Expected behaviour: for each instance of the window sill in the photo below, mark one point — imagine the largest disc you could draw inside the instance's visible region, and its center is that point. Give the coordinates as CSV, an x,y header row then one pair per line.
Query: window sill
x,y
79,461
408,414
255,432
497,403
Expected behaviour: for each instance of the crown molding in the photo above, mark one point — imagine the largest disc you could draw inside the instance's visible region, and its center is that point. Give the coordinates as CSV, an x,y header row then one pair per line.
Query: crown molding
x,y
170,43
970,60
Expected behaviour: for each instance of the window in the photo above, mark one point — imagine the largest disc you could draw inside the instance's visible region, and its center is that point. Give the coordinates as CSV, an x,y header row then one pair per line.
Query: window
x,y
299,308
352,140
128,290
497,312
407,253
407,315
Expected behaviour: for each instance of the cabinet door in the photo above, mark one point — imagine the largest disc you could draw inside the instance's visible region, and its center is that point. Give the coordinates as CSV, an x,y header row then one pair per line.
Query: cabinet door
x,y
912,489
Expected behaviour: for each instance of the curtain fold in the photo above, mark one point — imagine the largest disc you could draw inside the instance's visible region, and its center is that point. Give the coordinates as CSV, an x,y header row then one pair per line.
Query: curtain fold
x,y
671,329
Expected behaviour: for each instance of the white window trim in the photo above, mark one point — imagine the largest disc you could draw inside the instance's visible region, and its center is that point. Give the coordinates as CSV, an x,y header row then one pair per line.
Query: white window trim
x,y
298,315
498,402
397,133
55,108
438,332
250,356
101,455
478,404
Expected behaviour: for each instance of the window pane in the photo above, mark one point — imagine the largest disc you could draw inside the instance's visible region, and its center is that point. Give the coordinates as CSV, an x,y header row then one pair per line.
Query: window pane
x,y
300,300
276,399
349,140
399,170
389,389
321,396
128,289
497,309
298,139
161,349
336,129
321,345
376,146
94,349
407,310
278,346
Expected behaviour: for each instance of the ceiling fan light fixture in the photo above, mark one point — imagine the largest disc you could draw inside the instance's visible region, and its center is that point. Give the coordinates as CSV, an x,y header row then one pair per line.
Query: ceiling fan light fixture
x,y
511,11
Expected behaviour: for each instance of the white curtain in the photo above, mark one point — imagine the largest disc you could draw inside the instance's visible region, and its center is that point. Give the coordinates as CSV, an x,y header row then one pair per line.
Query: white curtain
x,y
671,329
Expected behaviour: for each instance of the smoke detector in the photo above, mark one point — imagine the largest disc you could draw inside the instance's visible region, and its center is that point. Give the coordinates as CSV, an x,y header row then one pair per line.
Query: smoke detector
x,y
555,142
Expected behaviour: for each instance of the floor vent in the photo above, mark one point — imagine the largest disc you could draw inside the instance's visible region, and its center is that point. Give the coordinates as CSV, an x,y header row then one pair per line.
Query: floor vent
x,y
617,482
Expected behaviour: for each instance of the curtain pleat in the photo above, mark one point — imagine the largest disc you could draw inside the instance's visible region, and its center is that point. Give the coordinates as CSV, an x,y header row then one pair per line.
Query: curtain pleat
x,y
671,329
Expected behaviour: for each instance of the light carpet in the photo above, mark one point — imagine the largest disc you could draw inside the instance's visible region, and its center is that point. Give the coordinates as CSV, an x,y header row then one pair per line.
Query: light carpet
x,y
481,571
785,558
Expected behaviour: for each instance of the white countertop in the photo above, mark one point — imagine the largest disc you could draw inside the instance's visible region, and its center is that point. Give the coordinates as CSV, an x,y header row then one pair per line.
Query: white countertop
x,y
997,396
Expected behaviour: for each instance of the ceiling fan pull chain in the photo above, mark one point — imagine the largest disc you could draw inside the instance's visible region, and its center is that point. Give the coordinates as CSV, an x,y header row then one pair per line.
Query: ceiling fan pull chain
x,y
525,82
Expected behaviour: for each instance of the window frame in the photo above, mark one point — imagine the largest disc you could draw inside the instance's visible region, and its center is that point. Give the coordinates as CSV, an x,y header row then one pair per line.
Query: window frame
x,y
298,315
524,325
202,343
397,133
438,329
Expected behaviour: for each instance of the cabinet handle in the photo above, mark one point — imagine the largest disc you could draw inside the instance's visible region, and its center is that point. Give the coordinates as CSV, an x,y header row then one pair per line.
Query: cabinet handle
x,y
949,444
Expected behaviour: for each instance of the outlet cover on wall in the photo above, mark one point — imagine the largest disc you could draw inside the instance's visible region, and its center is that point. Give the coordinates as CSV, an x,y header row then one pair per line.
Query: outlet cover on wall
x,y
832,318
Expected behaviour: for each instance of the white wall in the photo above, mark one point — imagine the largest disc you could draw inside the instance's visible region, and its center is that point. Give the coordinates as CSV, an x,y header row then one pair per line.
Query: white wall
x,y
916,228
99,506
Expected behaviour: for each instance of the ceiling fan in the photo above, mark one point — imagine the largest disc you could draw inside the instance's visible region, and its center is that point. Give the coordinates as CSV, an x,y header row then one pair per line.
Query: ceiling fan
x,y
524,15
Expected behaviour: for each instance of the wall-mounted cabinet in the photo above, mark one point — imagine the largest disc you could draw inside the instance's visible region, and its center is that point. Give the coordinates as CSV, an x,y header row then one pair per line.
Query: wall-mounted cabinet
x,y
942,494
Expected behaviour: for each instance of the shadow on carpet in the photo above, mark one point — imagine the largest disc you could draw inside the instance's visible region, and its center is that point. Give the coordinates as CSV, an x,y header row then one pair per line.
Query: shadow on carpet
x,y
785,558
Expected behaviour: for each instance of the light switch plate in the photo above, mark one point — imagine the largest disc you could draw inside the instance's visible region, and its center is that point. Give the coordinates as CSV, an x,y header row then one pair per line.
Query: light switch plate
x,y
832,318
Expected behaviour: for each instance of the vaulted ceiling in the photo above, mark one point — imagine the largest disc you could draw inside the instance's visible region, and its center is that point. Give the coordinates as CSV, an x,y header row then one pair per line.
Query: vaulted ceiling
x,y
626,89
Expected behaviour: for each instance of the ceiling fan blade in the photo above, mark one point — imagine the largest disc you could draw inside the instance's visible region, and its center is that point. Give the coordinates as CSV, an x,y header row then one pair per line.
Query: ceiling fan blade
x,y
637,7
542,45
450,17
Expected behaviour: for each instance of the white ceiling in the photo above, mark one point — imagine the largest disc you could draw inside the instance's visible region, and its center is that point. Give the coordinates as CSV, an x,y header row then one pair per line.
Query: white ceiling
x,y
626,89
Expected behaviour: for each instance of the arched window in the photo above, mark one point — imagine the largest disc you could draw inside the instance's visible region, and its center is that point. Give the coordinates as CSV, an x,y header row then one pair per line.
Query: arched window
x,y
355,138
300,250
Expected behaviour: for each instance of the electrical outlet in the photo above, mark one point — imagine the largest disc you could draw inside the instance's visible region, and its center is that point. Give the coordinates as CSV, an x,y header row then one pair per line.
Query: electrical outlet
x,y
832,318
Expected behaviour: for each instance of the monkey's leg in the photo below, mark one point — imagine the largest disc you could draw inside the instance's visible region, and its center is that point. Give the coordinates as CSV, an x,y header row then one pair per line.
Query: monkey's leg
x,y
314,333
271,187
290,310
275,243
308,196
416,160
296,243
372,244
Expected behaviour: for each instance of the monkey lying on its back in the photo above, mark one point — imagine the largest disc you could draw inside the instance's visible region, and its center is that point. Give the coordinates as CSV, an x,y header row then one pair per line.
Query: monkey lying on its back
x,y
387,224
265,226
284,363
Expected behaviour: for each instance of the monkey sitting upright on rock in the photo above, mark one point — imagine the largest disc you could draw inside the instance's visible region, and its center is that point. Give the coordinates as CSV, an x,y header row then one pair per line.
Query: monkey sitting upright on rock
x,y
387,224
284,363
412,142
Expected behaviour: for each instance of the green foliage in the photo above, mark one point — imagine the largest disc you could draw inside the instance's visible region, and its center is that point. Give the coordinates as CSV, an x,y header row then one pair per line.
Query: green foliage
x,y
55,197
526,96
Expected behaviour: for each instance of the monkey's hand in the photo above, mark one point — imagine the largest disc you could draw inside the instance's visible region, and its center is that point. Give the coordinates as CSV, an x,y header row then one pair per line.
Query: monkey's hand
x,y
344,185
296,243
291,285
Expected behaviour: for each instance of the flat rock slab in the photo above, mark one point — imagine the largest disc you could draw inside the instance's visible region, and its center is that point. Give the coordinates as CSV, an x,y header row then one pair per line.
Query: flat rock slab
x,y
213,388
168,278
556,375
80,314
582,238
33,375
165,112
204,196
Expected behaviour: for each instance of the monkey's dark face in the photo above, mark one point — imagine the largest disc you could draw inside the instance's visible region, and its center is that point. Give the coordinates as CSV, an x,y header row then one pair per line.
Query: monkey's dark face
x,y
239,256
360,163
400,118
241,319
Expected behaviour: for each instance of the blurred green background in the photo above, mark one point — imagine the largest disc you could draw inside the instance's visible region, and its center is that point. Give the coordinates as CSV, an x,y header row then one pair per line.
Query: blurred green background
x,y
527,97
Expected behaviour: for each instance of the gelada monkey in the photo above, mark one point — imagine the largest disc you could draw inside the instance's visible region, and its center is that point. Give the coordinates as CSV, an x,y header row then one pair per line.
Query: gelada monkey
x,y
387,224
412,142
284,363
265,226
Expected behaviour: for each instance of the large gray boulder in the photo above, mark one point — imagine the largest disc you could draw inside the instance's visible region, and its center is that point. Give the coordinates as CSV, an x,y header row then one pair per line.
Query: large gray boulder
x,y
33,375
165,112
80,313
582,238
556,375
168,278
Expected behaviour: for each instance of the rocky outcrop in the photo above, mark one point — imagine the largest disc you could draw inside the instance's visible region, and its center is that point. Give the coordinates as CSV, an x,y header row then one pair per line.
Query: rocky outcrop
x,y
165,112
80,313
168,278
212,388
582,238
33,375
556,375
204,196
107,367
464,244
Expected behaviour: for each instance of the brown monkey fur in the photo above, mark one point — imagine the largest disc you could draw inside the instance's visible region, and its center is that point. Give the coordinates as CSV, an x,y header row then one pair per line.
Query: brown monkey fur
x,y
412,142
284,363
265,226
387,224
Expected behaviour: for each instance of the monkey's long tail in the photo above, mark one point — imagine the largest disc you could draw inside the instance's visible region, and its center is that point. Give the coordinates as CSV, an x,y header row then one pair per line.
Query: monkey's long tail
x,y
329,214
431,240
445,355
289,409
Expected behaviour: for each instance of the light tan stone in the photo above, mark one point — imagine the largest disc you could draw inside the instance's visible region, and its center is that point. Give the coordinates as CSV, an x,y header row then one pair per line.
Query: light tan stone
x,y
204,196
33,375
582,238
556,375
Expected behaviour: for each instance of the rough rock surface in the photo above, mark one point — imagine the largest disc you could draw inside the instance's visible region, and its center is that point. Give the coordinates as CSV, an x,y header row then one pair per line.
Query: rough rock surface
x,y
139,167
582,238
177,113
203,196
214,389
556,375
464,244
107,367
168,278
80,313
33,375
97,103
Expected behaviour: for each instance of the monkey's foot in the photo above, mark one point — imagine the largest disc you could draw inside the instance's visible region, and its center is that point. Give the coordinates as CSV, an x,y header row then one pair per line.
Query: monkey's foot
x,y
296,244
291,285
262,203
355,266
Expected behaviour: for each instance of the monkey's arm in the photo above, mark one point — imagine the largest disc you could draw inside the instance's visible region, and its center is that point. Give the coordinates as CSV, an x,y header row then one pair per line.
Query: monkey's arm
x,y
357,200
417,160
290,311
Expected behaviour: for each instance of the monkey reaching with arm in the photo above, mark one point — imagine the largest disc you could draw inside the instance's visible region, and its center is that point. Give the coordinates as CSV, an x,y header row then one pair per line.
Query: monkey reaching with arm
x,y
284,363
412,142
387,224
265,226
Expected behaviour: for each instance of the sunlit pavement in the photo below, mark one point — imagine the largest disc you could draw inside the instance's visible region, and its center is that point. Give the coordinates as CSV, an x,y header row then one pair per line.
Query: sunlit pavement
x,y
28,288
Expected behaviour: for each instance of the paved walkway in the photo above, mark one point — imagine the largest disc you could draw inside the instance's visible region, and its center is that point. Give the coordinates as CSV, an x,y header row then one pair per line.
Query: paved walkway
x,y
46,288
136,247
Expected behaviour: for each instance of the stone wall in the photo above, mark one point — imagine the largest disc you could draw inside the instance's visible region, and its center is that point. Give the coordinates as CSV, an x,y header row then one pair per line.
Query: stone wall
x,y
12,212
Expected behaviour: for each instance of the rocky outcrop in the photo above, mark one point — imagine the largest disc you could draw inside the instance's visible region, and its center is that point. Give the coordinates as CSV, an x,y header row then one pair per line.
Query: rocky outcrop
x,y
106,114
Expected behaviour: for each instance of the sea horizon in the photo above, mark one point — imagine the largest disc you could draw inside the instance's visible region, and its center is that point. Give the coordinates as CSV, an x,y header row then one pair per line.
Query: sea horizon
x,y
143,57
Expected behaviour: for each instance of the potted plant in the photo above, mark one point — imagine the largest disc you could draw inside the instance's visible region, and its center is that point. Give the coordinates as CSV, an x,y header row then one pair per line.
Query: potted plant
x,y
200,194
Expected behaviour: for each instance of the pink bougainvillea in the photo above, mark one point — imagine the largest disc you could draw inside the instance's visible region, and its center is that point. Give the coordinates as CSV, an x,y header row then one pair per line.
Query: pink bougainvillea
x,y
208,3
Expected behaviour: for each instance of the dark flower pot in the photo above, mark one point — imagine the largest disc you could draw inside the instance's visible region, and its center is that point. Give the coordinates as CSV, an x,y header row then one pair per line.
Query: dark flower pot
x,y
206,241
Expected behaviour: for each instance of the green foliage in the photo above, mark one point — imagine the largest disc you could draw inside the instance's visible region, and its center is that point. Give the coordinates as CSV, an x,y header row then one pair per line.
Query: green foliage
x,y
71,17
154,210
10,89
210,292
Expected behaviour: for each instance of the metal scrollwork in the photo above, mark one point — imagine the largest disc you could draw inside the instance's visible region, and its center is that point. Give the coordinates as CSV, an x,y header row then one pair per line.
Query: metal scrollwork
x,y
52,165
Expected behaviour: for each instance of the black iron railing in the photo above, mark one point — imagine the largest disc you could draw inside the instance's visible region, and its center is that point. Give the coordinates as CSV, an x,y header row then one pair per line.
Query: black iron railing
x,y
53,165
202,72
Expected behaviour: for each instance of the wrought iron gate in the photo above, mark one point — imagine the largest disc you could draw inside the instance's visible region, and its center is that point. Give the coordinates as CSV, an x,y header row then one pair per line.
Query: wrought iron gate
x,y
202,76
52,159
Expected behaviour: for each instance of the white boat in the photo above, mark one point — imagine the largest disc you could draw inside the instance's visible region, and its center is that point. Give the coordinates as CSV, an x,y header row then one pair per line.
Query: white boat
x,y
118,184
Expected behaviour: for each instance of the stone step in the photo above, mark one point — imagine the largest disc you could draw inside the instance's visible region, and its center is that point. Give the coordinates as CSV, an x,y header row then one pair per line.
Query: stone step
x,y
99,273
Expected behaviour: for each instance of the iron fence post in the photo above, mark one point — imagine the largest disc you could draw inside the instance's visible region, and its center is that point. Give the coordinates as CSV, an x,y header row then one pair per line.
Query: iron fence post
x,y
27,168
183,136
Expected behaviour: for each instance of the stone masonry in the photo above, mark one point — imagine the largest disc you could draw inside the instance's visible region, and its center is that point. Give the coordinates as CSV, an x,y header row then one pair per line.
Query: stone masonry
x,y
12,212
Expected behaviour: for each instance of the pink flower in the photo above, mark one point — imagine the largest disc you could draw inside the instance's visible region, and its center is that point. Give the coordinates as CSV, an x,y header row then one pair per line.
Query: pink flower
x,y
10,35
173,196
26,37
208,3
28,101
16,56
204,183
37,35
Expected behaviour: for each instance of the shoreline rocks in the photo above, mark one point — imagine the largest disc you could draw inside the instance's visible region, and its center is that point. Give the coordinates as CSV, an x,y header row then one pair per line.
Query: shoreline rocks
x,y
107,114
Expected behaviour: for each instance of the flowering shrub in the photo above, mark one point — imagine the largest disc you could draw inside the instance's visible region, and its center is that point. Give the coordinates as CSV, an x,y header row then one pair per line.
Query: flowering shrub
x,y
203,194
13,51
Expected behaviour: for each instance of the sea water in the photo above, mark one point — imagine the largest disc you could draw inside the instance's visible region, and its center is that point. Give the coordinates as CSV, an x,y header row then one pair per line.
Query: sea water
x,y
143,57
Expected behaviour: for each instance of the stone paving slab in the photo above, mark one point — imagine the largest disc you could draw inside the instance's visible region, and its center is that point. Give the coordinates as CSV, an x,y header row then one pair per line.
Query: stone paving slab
•••
▶ WHAT TO DO
Your task is to gather all lines from the entries above that hold the word "below".

▶ SOLUTION TO THE EXERCISE
Expected behaviour: for each instance of the window sill in the photo below, mark one point — imagine the largest disc you could draw inside the instance's visible region, and its center is that point. Give the coordinates as CSV, an x,y header row then one pair per line.
Expected behaviour: for each instance of the monkey's leg in the photo below, mark one point — imagine the largest disc you could draw inside the instance's visible region, and its center is that point. Give the coordinates as CSV, an x,y header row then one pair per line.
Expected behaviour: for each instance of the sunlit pavement in the photo below, mark one point — imagine the largest disc you could draw inside the instance's visible region, and its center is that point. Give the coordinates as CSV, an x,y header row then one pair per line.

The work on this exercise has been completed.